■ Extractos de datos marcados con recuadros ■
---
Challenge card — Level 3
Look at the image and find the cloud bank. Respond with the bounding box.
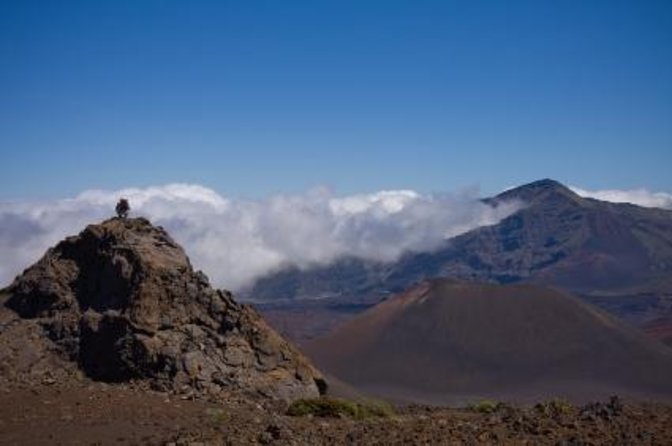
[0,184,520,290]
[570,187,672,209]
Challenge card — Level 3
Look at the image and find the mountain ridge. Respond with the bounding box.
[245,179,672,344]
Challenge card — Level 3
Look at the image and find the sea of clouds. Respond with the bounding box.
[0,184,520,290]
[0,184,672,290]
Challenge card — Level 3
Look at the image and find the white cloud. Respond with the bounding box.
[0,184,520,290]
[570,187,672,209]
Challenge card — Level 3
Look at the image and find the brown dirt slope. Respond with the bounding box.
[306,279,672,403]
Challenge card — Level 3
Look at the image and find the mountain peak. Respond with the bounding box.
[0,218,324,399]
[495,178,581,203]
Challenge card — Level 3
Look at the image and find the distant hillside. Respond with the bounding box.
[246,180,672,340]
[306,279,672,403]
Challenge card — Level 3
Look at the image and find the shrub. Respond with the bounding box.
[535,398,576,416]
[287,397,394,420]
[469,400,499,413]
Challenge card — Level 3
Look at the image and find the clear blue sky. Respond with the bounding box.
[0,0,672,199]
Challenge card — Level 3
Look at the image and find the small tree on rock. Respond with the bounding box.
[115,198,131,218]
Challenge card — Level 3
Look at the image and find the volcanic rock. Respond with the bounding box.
[0,218,326,400]
[305,279,672,404]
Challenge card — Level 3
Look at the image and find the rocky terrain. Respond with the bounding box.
[0,218,672,446]
[0,382,672,446]
[0,218,326,400]
[305,279,672,405]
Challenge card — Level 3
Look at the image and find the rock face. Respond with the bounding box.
[3,218,326,400]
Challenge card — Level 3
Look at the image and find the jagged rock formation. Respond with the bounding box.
[0,218,326,399]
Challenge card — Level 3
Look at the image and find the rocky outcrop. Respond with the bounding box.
[3,218,326,400]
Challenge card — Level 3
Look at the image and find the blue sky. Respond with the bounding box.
[0,0,672,199]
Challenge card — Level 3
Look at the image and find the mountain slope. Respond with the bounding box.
[246,180,672,340]
[0,218,323,399]
[306,279,672,403]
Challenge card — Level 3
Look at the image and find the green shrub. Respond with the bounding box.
[469,400,499,413]
[287,397,394,420]
[535,398,576,416]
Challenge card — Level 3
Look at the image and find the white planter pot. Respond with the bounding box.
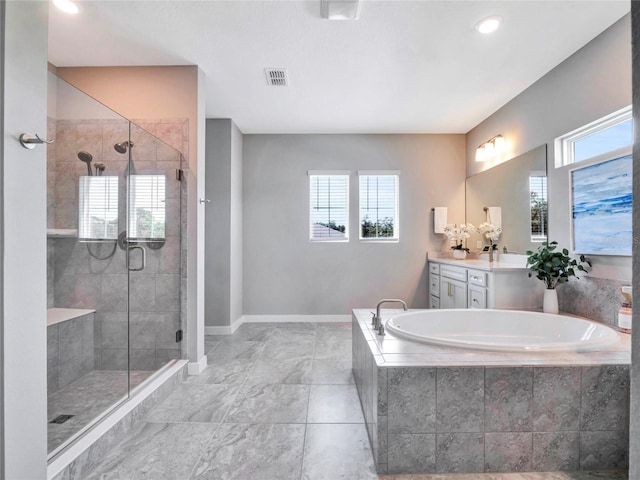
---
■ Instrucción ■
Selecciona del listado todas las líneas que contengan la palabra "mountain" y cópialas.

■ Respuesta completa ■
Look at the image and find the mountain ridge. Respond with the bounding box.
Look at the image and find the mountain peak. Respond with the bounding box.
Look at the image and find the mountain slope. Respond with the bounding box.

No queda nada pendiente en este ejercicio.